* **Exercises to complete**:
a) Summarize the text on the Gawler Ranges locality in two sentences.
b) Resume the text on the Gawler Ranges locality, picking up right after its final sentence.

* **Selected excerpt**:
Gawler Ranges is a locality in the Australian state of South Australia located on Eyre Peninsula about 380 km north-west of the Adelaide city centre and about 48 km north of the town centre of Wudinna and which is associated with the protected area known as the Gawler Ranges National Park.

Gawler Ranges covers an area of land in the southern part of the Gawler Ranges is located within the boundary of the national park as well as land to both the south and the west of the mountain range.

Its boundaries were created on 26 April 2013 along with the adoption of the “long established local name.” The boundaries were located in order “to ensure the whole of the Gawler Ranges National Park is within the locality of the same name” with the result that the “existing locality of Paney” ceased to exist after being divided up between Gawler Ranges and the locality of Pygery located to the south. The name itself is derived from both the mountain range and the national park.

Land use within Gawler Ranges is divided between conservation and other uses permitted by planning legislation such as agriculture with the former use being associated with the national park which fully occupies the locality's eastern side.

* **Data entries**:
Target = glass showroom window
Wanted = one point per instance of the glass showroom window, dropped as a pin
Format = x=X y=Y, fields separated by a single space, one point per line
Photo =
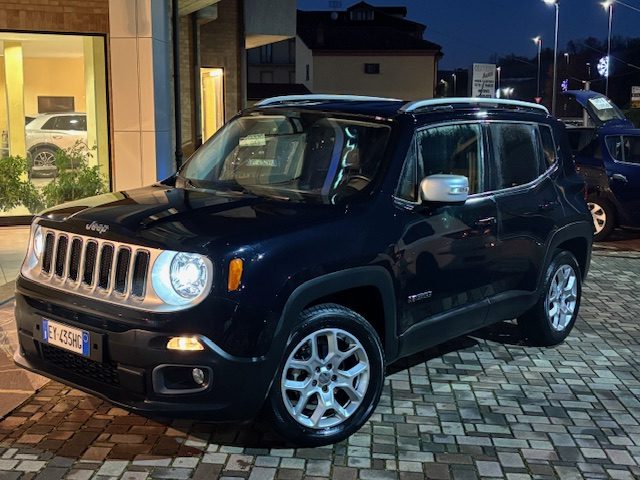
x=53 y=121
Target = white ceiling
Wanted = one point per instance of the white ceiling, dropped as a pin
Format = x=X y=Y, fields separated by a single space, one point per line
x=43 y=45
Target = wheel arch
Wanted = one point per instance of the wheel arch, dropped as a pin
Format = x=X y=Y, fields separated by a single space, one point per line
x=43 y=145
x=366 y=290
x=576 y=238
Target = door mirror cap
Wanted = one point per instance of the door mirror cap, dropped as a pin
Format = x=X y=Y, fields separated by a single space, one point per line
x=444 y=189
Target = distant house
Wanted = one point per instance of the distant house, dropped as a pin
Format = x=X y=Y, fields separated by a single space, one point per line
x=364 y=50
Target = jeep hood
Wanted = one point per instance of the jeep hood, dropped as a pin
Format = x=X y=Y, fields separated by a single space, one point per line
x=183 y=219
x=600 y=109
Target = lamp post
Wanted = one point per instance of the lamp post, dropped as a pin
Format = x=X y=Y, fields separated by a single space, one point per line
x=608 y=5
x=556 y=3
x=538 y=41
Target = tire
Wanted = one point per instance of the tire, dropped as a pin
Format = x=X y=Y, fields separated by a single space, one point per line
x=42 y=156
x=604 y=217
x=323 y=379
x=539 y=325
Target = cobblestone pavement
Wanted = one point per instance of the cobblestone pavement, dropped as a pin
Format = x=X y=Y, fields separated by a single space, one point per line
x=481 y=406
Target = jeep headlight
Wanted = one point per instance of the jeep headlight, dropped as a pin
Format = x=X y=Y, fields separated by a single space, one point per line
x=180 y=278
x=38 y=241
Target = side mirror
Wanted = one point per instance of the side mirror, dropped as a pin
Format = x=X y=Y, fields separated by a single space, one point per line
x=444 y=189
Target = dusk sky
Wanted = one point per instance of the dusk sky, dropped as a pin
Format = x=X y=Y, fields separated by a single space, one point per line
x=472 y=30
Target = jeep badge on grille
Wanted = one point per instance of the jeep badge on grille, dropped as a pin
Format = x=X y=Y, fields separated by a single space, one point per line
x=97 y=227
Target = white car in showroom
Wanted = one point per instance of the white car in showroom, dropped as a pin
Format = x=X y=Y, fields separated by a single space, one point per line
x=49 y=132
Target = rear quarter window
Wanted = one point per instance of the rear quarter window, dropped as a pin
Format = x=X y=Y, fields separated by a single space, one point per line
x=516 y=157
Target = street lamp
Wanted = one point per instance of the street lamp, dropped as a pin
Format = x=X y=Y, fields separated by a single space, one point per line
x=538 y=41
x=608 y=5
x=556 y=3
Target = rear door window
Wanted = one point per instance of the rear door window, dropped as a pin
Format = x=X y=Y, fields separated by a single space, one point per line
x=516 y=156
x=631 y=149
x=549 y=150
x=614 y=145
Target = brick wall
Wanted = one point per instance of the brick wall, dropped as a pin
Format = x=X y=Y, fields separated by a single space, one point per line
x=187 y=98
x=81 y=16
x=221 y=43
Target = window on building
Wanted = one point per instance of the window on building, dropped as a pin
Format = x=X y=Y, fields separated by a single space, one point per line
x=266 y=53
x=212 y=104
x=292 y=51
x=372 y=68
x=266 y=77
x=362 y=15
x=56 y=104
x=42 y=77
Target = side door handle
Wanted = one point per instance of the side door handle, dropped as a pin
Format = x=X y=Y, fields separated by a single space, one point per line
x=619 y=177
x=486 y=222
x=548 y=205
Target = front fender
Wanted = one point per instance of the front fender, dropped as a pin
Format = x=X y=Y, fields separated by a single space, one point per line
x=335 y=282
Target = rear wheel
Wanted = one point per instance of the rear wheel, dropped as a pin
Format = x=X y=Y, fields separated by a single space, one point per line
x=603 y=215
x=331 y=378
x=552 y=318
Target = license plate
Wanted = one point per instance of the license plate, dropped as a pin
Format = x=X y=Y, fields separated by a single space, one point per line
x=68 y=338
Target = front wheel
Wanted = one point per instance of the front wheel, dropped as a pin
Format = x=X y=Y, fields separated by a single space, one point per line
x=331 y=377
x=551 y=320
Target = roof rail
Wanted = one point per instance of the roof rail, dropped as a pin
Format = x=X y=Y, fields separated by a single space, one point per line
x=322 y=98
x=489 y=102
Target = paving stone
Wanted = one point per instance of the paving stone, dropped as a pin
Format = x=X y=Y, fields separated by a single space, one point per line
x=490 y=407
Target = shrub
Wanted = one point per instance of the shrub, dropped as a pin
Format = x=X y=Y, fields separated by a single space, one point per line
x=75 y=178
x=15 y=188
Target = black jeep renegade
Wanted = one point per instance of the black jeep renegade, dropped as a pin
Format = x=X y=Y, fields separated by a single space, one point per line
x=310 y=243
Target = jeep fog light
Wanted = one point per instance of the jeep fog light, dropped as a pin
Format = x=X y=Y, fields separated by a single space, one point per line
x=185 y=344
x=198 y=376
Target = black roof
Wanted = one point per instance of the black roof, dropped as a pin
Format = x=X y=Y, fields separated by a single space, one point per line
x=370 y=108
x=389 y=109
x=258 y=91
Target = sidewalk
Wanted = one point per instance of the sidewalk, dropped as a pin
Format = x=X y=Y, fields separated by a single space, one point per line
x=16 y=384
x=13 y=245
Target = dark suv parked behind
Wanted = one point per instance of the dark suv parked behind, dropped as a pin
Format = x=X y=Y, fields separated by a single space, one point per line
x=310 y=243
x=607 y=153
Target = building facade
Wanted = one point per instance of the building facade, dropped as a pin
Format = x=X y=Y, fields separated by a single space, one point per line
x=362 y=50
x=135 y=85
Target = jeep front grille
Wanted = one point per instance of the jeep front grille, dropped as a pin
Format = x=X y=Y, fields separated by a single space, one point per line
x=102 y=269
x=94 y=267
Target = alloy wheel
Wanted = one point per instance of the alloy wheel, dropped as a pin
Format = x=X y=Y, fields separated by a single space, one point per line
x=562 y=297
x=325 y=378
x=599 y=217
x=44 y=158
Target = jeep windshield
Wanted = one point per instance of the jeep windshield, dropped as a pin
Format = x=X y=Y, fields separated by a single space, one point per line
x=298 y=156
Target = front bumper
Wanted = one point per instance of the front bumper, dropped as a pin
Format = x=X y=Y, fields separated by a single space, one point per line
x=122 y=362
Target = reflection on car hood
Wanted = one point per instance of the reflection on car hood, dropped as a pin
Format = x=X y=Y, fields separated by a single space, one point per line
x=583 y=97
x=180 y=219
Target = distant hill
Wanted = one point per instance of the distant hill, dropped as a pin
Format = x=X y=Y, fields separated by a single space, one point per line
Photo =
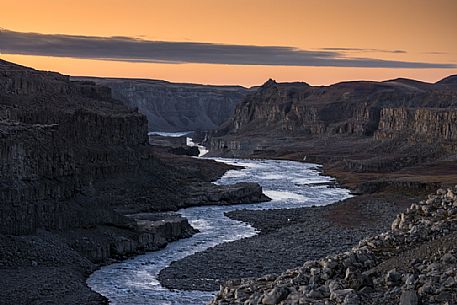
x=176 y=106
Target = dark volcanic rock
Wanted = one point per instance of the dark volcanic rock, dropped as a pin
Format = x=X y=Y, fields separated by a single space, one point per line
x=75 y=162
x=176 y=107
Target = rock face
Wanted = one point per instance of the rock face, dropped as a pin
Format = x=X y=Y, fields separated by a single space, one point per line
x=176 y=107
x=76 y=170
x=372 y=126
x=350 y=108
x=414 y=263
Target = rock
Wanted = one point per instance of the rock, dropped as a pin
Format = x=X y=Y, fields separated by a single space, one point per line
x=176 y=107
x=275 y=296
x=409 y=297
x=340 y=294
x=393 y=277
x=448 y=258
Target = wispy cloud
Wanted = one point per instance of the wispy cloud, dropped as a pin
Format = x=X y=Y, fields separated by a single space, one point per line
x=140 y=50
x=360 y=50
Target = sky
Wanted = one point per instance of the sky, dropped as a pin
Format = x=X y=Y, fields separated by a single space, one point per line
x=234 y=42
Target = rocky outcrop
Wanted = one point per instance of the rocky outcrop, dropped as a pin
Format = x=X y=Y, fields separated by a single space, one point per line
x=429 y=124
x=225 y=194
x=173 y=106
x=414 y=263
x=362 y=126
x=76 y=170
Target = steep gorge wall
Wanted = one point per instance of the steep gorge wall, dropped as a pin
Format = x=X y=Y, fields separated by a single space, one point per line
x=57 y=138
x=429 y=124
x=176 y=107
x=371 y=110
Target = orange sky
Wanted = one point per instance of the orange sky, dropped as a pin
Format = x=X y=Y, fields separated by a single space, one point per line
x=420 y=27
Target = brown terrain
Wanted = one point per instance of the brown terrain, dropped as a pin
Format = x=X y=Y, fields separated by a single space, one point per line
x=76 y=176
x=373 y=136
x=390 y=142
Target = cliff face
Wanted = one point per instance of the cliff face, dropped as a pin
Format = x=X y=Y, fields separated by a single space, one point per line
x=428 y=124
x=176 y=107
x=356 y=110
x=57 y=138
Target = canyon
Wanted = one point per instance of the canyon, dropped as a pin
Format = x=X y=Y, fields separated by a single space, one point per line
x=176 y=107
x=77 y=175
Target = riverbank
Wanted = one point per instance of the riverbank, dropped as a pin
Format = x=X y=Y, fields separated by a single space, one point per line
x=51 y=266
x=414 y=262
x=287 y=238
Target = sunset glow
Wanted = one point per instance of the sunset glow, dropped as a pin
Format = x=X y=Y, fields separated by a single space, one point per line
x=398 y=31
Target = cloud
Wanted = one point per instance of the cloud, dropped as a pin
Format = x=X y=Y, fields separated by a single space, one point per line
x=140 y=50
x=360 y=50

* **Exercise responses**:
a) Gawler Ranges is a locality in South Australia on Eyre Peninsula, about 380 km north-west of the Adelaide city centre and about 48 km north of Wudinna, and it is associated with the Gawler Ranges National Park. Its boundaries were created on 26 April 2013 so that the whole national park lies within it, which ended the locality of Paney, and its land is used both for conservation and for other permitted uses such as agriculture.

b)
Gawler Ranges is located within the federal Division of Grey, the state electoral district of Giles, the Wudinna District Council, the Pastoral Unincorporated Area of South Australia and the state's Far North region.

==Surrounding localities==
Gawler Ranges is bounded by the following localities gazetted under the South Australian Geographical Names Act 1991:
- Northwest: Kondoolka.
- North: Kondoolka, Hiltaba and Yardea.
- Northeast: Thurlga.
- East: Thurlga and Buckleboo.
- Southeast: Pinkawillinie.
- South: Kaldoonera, Lockes Claypan, Bockelberg, Minnipa, Yaninee, Pygery and Pinkawillinie.
- Southwest: Narlaby.
- West: Pureba and Yantanabie.

==See also==
- Gawler (disambiguation)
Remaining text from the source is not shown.